## Exercise objective
Tally up the lines in the following entries where the string "window" appears, and answer with the number alone.

────

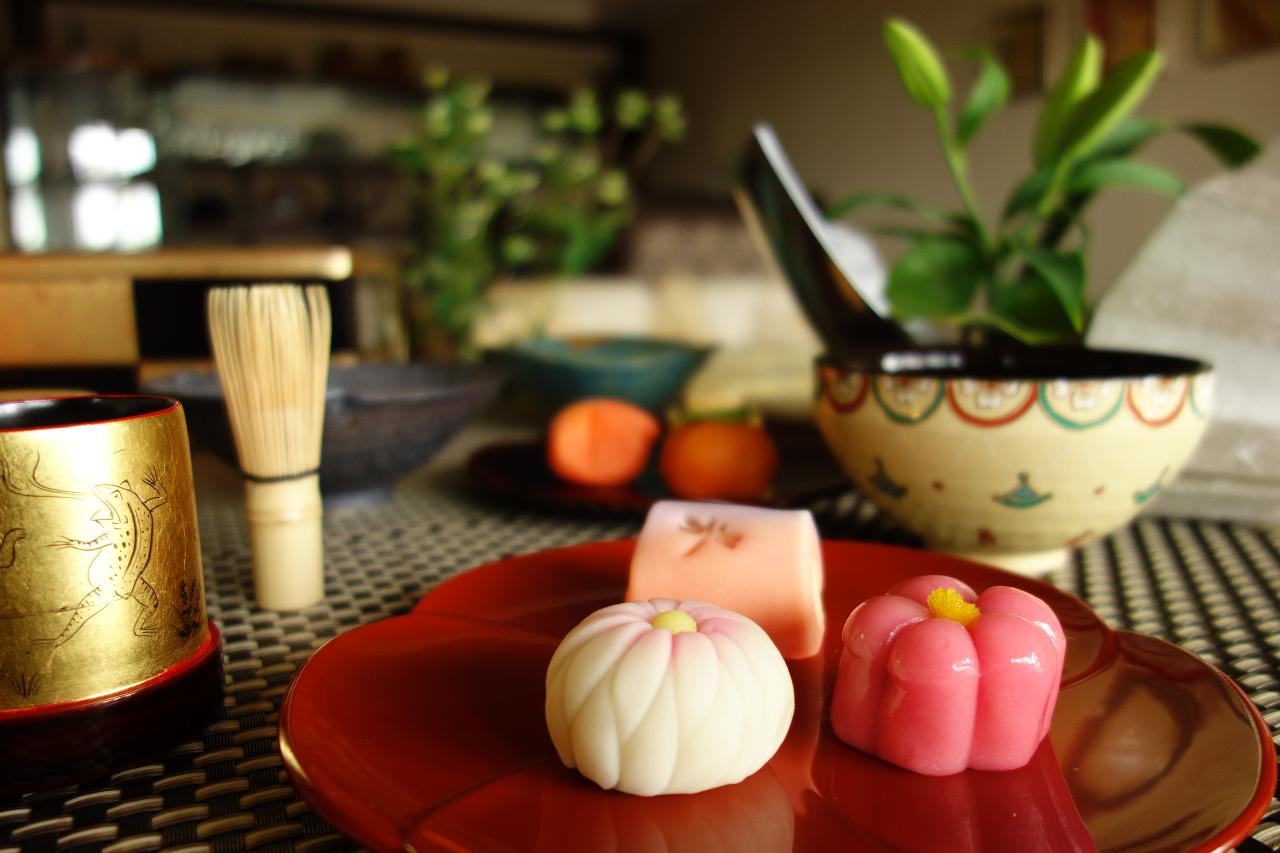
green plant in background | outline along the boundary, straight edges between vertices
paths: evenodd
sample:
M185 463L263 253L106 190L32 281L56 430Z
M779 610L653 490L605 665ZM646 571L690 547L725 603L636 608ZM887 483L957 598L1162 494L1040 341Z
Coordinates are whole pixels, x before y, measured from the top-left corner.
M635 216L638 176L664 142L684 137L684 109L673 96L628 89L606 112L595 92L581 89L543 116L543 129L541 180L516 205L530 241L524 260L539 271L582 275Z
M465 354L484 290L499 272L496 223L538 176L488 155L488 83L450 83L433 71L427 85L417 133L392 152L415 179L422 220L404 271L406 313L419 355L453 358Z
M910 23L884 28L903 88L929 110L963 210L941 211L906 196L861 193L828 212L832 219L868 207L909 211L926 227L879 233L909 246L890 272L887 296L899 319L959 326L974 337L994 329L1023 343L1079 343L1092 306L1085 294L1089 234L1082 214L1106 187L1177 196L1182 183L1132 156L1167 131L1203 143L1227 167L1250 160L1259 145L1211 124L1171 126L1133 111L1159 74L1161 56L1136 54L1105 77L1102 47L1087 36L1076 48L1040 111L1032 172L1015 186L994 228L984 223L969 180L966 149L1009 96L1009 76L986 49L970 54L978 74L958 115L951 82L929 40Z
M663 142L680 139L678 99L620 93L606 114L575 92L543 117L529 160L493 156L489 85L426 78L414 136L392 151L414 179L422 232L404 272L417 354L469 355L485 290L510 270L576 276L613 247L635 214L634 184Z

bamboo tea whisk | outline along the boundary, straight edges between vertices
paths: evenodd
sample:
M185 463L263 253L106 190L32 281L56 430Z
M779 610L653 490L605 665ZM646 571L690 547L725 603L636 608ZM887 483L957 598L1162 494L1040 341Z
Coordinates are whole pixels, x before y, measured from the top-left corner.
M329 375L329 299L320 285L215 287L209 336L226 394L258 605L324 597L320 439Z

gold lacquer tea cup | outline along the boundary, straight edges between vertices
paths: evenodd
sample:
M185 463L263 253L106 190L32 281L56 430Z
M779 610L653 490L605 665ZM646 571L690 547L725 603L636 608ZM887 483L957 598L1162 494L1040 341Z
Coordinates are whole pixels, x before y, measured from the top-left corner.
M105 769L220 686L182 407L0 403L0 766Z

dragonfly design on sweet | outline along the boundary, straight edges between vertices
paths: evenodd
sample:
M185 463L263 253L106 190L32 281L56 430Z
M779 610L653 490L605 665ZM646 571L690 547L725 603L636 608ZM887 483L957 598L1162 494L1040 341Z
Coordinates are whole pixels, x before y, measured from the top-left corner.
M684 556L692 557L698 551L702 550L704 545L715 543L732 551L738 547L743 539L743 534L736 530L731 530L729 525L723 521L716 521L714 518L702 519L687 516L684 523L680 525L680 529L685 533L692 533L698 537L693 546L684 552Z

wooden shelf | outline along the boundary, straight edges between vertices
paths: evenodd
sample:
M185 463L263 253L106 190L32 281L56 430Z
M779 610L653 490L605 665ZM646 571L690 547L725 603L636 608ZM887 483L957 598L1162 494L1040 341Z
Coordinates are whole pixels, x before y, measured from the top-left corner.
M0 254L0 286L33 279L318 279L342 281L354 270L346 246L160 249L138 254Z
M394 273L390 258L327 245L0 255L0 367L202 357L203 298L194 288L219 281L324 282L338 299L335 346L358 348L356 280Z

────

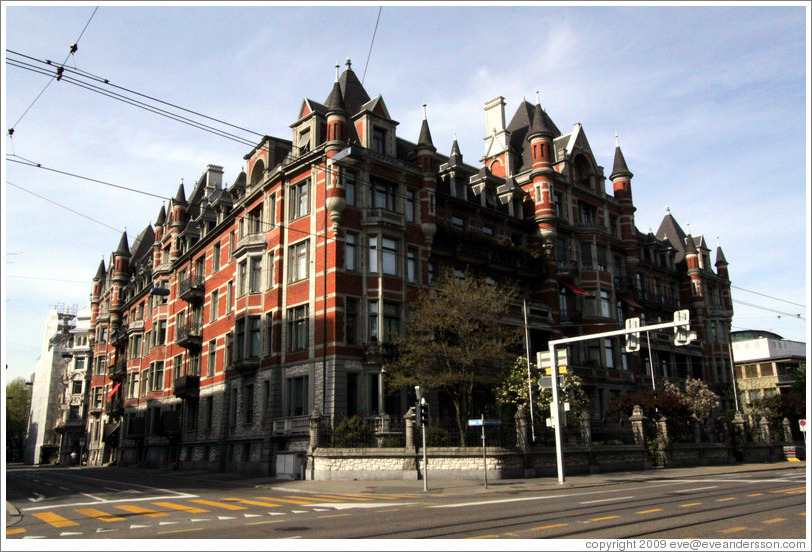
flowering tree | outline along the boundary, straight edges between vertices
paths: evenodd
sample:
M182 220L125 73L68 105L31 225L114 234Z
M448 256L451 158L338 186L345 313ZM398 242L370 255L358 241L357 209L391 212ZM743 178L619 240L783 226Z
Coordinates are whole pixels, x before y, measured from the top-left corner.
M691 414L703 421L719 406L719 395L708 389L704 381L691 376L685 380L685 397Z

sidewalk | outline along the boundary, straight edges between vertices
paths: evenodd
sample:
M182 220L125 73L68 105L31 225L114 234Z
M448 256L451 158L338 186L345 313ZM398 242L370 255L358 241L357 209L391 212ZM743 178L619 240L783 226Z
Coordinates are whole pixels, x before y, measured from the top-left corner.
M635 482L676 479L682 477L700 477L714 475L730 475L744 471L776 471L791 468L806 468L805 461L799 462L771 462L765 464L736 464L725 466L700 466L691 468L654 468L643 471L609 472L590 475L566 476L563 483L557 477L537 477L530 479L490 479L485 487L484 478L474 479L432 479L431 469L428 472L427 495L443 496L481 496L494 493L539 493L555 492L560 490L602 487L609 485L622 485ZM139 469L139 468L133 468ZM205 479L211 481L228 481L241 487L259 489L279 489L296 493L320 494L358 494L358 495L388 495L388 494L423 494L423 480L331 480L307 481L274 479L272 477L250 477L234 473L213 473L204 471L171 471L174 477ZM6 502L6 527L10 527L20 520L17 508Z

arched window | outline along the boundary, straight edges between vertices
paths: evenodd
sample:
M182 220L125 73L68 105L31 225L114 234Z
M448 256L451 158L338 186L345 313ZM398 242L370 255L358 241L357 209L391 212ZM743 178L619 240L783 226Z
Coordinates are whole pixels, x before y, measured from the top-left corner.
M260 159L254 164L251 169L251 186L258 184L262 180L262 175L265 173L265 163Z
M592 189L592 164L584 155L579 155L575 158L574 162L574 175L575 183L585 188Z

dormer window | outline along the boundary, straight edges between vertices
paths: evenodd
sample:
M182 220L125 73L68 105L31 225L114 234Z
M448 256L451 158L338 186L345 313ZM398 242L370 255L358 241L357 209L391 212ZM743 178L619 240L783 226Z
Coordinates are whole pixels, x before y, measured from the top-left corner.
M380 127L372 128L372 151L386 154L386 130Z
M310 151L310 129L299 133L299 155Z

────

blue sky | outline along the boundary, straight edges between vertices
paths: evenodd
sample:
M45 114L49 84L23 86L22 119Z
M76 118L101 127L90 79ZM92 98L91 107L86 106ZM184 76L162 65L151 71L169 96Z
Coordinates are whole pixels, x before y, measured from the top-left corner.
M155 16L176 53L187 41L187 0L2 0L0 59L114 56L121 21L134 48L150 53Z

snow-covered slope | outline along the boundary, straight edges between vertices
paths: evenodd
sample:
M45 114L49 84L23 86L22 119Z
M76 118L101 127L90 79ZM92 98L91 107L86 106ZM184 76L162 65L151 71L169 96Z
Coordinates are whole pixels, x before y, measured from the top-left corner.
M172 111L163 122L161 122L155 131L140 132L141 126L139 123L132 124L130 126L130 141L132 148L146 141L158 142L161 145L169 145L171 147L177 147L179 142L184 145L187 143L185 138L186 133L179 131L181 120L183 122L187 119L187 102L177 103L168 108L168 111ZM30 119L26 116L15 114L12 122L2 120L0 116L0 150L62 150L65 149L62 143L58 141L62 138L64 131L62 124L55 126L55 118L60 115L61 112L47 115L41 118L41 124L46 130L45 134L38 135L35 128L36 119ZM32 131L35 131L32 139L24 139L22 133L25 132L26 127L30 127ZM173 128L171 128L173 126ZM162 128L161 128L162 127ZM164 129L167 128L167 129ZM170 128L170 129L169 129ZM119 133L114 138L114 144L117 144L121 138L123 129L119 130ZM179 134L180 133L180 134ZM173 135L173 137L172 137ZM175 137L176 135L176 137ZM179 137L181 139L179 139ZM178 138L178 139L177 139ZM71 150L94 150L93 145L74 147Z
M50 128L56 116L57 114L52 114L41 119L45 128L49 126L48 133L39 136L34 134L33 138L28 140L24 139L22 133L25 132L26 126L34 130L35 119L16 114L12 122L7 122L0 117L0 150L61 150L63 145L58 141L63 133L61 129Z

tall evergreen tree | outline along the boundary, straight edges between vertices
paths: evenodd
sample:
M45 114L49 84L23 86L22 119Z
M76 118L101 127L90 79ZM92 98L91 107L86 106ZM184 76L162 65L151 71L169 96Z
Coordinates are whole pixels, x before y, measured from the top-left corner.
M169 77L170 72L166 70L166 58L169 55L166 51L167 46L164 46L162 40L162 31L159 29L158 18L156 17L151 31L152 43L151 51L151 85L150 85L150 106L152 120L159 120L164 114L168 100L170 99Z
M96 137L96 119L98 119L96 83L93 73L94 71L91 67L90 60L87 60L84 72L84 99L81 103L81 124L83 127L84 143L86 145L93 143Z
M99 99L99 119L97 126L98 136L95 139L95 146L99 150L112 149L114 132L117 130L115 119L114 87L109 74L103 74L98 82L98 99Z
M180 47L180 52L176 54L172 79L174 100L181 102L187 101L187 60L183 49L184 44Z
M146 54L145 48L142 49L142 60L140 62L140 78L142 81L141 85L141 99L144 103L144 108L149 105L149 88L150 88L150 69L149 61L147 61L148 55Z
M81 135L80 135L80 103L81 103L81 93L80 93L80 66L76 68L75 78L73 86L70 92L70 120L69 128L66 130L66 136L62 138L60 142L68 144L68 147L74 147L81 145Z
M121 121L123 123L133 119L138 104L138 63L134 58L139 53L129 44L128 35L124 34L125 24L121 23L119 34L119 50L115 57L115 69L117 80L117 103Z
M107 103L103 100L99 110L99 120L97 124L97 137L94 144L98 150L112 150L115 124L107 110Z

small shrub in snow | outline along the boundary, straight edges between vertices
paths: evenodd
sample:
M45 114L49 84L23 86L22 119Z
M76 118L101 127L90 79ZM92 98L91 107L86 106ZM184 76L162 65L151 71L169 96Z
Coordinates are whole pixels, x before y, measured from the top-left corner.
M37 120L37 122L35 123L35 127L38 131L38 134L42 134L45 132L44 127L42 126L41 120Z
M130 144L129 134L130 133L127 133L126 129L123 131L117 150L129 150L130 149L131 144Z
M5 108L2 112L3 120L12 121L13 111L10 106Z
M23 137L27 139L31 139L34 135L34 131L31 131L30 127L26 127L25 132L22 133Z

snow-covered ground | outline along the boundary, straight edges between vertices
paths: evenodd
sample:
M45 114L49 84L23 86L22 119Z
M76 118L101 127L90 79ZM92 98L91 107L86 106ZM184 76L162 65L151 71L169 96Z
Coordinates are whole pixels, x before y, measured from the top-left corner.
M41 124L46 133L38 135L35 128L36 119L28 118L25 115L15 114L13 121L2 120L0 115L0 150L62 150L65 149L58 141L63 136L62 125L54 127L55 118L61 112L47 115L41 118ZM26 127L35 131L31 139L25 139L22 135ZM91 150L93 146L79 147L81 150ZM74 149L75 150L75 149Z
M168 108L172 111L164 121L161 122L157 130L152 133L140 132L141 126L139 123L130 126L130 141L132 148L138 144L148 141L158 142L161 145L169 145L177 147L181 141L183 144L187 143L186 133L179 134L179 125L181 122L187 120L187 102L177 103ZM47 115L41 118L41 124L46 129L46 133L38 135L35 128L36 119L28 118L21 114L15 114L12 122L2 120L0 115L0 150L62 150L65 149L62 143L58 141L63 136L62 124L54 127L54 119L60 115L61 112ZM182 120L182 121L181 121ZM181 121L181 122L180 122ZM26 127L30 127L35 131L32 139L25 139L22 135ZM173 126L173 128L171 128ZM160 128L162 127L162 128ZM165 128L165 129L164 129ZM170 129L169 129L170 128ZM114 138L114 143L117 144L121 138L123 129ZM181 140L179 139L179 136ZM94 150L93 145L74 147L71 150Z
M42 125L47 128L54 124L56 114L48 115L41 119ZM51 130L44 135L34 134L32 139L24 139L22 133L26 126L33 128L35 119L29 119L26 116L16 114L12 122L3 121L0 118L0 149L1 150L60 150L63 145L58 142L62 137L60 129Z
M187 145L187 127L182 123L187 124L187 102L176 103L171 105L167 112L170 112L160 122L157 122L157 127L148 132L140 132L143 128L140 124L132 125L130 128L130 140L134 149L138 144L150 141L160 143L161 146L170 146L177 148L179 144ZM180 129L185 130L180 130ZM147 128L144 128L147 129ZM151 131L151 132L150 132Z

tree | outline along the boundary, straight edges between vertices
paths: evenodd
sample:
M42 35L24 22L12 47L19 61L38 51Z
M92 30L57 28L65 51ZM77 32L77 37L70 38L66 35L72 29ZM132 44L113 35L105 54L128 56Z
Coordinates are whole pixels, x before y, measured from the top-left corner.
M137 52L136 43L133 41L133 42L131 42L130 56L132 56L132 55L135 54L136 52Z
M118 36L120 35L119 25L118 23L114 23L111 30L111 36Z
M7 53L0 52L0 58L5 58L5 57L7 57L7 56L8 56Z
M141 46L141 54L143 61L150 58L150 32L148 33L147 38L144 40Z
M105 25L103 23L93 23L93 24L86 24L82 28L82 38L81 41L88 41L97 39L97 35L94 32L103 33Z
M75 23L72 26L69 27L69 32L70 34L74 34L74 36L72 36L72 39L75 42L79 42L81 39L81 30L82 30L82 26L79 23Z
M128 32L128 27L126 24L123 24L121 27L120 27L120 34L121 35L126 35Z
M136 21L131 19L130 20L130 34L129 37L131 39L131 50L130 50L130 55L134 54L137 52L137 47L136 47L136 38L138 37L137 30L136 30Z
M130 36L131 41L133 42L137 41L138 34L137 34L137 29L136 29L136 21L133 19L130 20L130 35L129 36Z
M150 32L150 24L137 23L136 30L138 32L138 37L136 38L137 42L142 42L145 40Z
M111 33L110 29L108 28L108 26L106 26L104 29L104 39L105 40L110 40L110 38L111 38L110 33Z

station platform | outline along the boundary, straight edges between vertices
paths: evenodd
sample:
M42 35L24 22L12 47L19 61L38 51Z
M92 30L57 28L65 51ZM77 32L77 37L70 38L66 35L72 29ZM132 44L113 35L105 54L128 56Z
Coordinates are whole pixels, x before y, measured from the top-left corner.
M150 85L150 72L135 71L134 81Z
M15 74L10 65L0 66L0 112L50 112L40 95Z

────

## Answer space
2